**Exercise task**
Locate the line that contains "Can you find the white column". Copy it and every following line through the end of the records, exactly, and include nothing else.
## Begin Dataset records
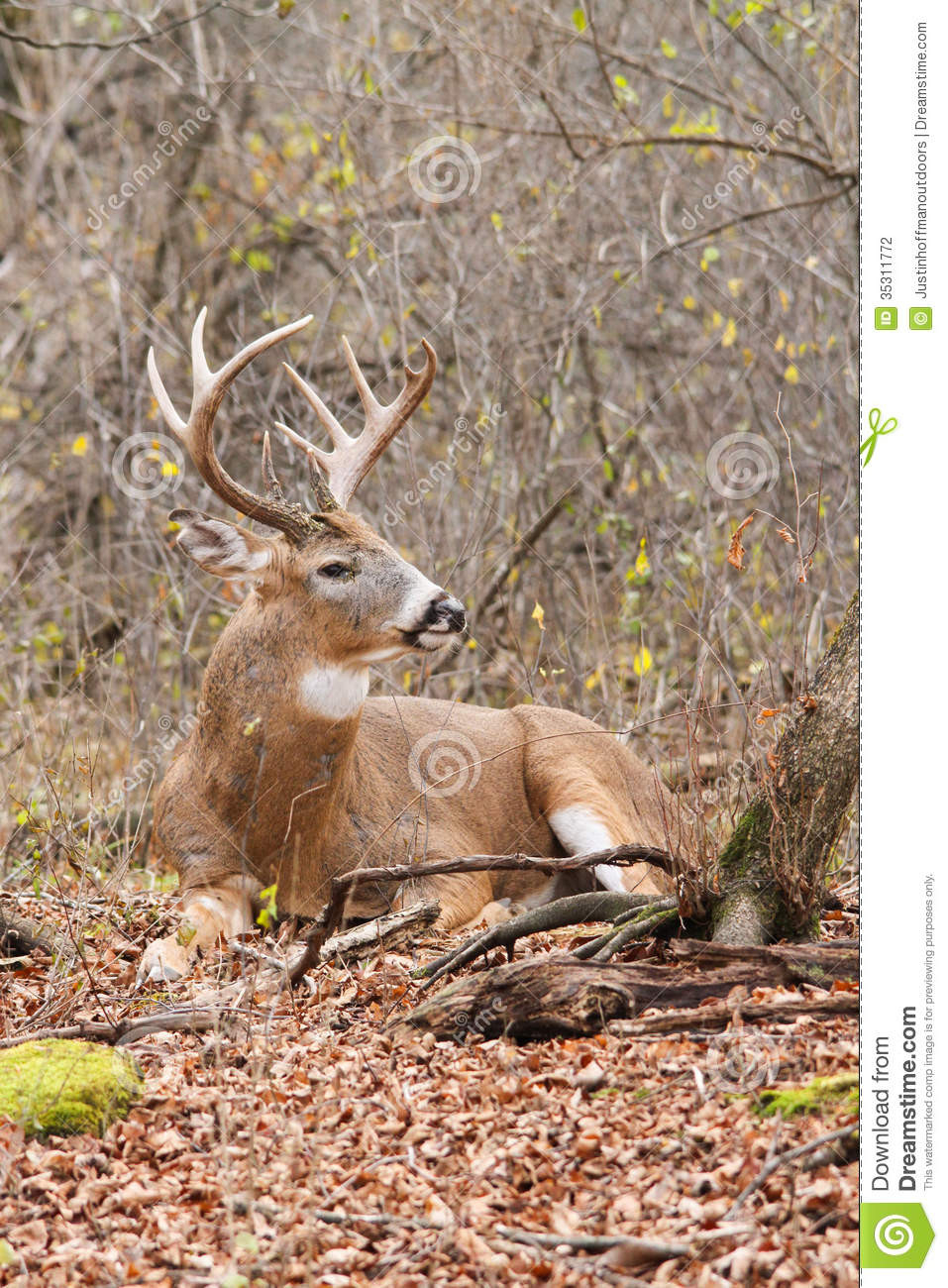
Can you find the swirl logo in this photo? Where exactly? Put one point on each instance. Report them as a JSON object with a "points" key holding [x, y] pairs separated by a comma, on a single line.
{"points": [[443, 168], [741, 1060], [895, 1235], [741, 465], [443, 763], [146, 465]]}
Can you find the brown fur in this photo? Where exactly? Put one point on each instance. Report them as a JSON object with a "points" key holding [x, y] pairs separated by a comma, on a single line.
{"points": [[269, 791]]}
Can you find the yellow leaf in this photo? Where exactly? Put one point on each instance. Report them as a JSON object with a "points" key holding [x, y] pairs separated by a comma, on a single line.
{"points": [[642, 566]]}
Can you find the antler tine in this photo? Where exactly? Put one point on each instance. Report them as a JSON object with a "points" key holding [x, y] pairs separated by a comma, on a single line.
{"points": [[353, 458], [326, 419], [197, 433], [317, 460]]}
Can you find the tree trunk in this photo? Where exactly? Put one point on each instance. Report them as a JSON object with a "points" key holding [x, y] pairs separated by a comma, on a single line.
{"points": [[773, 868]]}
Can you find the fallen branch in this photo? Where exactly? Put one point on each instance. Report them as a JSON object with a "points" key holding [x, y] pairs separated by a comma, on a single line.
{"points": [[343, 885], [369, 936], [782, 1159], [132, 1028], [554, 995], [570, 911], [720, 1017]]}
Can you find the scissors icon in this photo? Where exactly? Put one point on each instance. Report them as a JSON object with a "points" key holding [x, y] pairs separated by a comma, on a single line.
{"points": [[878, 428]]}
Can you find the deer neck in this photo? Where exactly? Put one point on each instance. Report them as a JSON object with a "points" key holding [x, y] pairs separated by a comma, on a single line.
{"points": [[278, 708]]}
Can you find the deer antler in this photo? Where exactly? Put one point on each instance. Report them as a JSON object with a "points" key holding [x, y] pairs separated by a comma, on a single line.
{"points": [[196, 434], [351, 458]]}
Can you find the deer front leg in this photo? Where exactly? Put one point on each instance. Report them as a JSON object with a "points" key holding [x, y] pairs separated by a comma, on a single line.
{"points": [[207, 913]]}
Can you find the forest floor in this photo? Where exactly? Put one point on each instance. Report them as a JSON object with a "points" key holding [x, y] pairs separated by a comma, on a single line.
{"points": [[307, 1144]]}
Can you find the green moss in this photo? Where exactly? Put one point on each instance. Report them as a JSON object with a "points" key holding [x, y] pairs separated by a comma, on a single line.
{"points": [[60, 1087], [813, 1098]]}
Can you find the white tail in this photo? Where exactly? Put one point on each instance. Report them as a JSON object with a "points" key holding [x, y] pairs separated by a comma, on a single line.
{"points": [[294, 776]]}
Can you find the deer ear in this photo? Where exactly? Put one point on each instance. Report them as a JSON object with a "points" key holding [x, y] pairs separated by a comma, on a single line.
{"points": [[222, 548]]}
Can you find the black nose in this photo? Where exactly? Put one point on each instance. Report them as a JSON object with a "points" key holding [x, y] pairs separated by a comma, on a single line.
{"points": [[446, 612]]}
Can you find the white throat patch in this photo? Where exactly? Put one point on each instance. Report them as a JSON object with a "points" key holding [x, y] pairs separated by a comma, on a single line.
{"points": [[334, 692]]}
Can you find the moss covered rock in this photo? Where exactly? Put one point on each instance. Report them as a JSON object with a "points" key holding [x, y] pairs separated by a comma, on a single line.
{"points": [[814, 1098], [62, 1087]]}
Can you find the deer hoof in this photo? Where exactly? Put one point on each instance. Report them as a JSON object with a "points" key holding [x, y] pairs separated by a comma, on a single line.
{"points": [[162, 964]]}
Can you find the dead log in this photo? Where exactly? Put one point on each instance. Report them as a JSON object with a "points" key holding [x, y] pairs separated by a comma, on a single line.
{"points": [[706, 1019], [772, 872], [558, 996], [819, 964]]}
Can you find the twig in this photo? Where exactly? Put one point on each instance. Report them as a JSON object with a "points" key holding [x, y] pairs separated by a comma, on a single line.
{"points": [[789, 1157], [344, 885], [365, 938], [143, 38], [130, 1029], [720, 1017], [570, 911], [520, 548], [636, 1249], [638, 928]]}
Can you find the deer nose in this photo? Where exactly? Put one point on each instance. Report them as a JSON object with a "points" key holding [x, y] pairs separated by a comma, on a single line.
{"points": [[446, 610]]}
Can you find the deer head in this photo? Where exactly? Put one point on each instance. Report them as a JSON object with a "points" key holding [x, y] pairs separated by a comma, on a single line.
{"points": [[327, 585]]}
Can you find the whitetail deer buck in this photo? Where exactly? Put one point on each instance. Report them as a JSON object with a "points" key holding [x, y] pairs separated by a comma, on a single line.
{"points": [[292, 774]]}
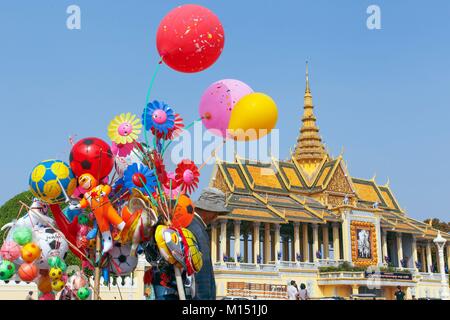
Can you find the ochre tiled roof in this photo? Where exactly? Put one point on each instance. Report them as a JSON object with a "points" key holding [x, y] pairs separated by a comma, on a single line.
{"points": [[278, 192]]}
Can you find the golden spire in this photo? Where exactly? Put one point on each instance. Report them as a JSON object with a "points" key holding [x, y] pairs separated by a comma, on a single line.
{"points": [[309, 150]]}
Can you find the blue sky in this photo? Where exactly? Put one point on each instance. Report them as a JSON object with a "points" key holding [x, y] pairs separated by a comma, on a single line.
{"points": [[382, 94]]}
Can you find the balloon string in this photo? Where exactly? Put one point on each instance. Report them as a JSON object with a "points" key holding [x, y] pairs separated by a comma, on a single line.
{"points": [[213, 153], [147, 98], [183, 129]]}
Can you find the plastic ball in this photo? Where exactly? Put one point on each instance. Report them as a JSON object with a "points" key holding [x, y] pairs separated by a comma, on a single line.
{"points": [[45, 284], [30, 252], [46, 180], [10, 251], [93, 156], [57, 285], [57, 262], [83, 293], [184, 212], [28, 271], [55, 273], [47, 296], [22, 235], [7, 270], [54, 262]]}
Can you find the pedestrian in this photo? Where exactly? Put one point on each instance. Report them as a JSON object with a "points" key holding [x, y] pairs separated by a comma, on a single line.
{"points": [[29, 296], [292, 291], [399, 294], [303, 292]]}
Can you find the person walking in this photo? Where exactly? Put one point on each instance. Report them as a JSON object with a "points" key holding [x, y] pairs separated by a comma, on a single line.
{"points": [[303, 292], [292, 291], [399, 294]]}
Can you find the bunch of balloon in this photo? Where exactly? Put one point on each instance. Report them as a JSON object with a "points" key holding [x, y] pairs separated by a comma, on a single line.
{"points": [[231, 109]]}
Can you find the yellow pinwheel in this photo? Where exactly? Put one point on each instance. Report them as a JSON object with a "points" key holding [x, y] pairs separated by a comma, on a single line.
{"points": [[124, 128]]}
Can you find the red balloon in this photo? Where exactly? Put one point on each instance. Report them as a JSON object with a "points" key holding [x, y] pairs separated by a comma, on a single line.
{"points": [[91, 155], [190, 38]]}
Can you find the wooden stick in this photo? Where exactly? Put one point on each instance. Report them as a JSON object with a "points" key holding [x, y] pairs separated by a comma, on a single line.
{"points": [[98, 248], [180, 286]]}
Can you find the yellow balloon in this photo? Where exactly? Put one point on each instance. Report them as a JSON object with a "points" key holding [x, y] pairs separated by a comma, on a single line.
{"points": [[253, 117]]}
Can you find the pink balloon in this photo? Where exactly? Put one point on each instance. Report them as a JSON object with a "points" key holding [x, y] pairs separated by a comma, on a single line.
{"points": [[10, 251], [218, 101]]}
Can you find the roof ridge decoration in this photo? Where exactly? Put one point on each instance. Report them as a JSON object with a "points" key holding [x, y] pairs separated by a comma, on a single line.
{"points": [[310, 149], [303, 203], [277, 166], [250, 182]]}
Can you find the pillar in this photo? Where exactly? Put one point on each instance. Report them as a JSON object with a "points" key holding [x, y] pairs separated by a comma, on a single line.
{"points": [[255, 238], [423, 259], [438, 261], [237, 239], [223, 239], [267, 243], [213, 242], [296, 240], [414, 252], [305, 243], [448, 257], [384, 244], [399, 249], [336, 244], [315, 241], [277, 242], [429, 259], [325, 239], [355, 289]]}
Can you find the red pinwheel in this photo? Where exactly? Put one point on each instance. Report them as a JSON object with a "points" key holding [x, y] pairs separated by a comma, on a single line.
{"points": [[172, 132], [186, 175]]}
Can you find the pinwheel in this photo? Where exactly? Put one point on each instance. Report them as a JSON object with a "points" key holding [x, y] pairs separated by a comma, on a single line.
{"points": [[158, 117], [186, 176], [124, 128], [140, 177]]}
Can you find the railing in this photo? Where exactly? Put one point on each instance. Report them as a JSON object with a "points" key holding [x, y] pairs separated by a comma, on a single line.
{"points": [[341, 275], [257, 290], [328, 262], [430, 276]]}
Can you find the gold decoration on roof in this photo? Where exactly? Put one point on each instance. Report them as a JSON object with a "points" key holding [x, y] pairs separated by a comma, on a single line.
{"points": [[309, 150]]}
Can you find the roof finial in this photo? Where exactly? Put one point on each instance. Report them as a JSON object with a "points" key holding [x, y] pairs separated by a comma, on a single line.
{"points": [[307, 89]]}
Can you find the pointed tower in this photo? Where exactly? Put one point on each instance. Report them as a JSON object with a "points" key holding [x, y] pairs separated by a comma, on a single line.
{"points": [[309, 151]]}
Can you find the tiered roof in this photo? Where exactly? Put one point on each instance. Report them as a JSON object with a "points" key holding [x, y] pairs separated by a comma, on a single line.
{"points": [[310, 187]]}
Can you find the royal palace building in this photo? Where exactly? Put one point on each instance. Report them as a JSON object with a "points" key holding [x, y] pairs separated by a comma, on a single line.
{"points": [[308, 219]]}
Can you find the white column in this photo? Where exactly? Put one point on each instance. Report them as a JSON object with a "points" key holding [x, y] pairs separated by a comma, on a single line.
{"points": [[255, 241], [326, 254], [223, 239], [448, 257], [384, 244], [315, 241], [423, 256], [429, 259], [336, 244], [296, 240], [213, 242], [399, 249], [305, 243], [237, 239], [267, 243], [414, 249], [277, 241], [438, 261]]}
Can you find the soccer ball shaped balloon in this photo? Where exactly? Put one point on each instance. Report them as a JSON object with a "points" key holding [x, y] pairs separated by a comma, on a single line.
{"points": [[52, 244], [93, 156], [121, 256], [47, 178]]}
## End Dataset records
**Task solution**
Can you find the white column in this photo? Where exactly? Put one point on each instance. Report them as a JSON object with a "points" key holding [x, y] pairs separated by a comma, on a single line.
{"points": [[255, 241], [326, 254], [223, 239], [448, 257], [384, 244], [315, 241], [423, 256], [429, 259], [336, 244], [296, 240], [213, 242], [399, 249], [305, 243], [237, 239], [267, 243], [414, 249], [277, 241], [438, 261]]}
Can you find the soccer ball shaped balloon in this photo? Where exactly? Put one point on each instance. Report them as a JSON object with a "points" key holding [x, y] pairs separated by a comma, on a single line.
{"points": [[52, 244], [93, 156], [121, 256], [47, 178]]}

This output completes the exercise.